Exercise directions: Repeat every line of the listing below word for word, leaving the pictures out of your answer.

Working data:
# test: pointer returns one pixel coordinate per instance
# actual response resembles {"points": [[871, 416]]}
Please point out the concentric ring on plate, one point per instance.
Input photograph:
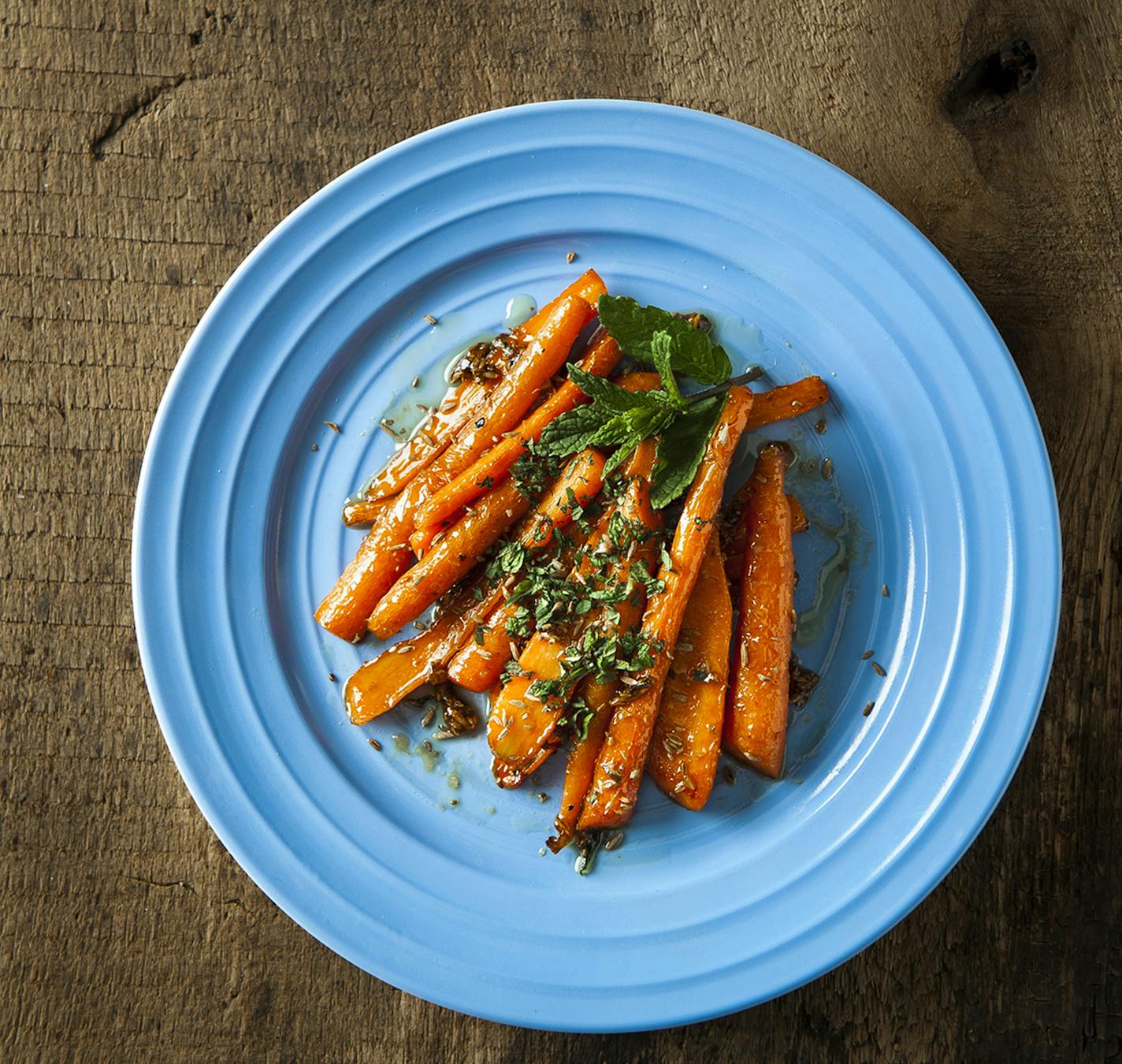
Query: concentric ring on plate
{"points": [[934, 445]]}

Answer to the exercise:
# test: pointer returns one pixel coordinate per instance
# actual response resembles {"points": [[871, 416]]}
Please point out the concentric ring on plate, one point per instance.
Input photograph:
Query: concentric ring on plate
{"points": [[934, 445]]}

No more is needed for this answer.